### GOAL OF THE EXERCISE:
Give back, unchanged, the lines from the one containing "Q: For the photo above, point to the green" to the end of the listing, inclusive of both.

==========

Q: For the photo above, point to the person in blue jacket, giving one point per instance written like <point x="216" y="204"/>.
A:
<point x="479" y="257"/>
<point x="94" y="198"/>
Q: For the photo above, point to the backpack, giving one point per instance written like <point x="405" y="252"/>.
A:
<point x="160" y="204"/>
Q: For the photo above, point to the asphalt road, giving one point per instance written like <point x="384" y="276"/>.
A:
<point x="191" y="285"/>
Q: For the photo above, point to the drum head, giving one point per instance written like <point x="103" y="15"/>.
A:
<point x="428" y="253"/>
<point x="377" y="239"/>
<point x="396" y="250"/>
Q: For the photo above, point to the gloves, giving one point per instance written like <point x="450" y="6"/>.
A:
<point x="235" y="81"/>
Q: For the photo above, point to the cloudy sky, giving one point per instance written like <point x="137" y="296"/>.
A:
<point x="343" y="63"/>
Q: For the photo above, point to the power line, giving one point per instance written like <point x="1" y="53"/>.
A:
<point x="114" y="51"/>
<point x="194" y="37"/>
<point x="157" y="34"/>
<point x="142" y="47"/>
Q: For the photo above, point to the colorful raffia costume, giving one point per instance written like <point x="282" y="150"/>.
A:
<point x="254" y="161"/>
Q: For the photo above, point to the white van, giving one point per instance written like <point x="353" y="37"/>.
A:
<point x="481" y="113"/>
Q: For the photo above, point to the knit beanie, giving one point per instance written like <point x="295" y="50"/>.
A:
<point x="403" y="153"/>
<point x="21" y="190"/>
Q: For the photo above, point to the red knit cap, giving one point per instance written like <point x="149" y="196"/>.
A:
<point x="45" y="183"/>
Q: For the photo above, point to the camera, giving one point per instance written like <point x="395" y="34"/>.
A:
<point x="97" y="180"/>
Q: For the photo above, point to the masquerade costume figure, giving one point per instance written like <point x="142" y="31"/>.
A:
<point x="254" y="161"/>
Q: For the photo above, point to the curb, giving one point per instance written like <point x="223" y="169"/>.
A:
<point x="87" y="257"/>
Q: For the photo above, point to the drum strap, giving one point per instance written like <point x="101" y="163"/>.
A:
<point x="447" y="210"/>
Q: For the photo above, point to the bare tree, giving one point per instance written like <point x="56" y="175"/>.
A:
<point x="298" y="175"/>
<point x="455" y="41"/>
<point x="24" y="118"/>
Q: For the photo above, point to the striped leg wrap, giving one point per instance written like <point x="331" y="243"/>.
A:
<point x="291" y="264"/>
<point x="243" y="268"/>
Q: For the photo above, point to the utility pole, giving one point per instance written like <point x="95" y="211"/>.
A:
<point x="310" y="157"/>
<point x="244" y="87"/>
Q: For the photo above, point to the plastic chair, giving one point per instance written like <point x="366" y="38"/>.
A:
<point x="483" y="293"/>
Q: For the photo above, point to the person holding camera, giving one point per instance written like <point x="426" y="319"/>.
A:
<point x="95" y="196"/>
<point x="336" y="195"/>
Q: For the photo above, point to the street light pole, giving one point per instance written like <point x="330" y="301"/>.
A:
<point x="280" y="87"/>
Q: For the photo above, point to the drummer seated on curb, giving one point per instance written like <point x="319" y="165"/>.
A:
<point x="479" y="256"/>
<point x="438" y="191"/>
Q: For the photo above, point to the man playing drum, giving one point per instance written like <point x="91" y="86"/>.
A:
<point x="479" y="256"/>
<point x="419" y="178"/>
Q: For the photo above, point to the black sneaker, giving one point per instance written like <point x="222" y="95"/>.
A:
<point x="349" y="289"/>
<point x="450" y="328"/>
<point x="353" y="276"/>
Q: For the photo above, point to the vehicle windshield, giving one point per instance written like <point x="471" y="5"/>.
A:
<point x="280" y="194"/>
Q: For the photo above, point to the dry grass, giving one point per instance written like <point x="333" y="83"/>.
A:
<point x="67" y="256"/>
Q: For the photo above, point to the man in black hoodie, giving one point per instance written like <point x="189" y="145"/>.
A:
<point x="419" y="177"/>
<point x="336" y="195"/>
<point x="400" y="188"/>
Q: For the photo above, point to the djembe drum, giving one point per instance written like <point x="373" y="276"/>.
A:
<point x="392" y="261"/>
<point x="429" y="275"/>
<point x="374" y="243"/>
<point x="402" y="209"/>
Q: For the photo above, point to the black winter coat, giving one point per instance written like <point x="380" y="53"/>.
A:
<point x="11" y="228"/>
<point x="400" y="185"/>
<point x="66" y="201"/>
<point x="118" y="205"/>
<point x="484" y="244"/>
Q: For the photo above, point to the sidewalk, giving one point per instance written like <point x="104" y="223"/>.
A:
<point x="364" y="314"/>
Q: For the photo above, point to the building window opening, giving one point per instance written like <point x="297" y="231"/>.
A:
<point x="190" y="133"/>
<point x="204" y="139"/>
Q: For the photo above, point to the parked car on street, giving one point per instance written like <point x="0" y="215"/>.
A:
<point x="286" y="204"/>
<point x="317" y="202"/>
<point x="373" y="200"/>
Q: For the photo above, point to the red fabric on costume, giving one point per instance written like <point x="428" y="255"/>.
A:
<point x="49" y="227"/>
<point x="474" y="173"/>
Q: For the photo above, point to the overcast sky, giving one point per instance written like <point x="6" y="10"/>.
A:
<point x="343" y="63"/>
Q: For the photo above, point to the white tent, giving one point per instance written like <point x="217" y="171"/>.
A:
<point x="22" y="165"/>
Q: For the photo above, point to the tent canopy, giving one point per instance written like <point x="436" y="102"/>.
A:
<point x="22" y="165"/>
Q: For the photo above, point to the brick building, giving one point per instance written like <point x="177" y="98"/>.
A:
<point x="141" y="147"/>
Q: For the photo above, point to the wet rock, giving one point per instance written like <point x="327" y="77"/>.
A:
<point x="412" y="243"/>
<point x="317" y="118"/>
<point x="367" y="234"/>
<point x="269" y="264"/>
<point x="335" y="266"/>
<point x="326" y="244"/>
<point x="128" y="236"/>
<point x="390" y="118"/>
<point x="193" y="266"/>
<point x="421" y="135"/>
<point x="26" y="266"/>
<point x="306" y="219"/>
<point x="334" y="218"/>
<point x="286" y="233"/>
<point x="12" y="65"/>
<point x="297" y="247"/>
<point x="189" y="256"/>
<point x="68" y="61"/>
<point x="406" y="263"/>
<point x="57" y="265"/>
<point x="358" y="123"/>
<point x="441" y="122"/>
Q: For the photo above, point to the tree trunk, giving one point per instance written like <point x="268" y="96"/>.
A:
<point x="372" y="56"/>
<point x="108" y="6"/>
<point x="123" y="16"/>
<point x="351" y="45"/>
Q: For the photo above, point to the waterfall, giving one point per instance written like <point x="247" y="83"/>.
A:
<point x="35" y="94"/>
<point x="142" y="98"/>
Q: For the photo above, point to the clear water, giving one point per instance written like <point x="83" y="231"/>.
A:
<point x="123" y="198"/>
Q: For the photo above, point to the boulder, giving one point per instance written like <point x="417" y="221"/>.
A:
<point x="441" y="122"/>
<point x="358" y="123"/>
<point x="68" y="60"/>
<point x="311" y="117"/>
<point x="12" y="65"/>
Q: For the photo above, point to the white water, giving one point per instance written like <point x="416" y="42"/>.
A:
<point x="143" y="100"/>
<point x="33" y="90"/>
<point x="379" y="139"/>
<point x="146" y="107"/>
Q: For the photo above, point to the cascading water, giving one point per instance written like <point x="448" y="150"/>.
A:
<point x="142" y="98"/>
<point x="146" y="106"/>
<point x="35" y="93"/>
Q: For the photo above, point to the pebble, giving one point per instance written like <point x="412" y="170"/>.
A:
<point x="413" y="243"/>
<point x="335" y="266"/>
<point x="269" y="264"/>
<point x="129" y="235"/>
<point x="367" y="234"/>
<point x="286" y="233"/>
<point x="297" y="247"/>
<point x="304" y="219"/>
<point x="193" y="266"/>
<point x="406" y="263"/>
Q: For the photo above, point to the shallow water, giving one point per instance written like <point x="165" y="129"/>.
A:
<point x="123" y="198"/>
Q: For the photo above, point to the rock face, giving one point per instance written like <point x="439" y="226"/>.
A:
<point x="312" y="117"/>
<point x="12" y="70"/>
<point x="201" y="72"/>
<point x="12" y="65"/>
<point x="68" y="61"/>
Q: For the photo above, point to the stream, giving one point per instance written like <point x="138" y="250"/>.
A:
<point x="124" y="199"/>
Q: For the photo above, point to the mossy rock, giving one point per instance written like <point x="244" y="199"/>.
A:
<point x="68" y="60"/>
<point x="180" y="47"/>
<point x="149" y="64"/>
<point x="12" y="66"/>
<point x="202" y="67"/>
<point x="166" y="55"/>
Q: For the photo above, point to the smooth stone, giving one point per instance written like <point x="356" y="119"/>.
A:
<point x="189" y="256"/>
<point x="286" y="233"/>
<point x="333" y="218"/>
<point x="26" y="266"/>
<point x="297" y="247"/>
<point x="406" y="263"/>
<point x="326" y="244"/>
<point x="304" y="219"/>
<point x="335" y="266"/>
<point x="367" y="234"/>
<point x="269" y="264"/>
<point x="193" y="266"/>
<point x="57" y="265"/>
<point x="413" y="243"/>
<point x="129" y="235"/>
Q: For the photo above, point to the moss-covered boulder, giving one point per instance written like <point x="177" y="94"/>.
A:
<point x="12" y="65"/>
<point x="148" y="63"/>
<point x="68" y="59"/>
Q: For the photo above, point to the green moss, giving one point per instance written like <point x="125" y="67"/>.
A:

==========

### WRITTEN SOLUTION:
Q: For the photo above, point to the green moss, giving one point per instance written like <point x="125" y="67"/>.
A:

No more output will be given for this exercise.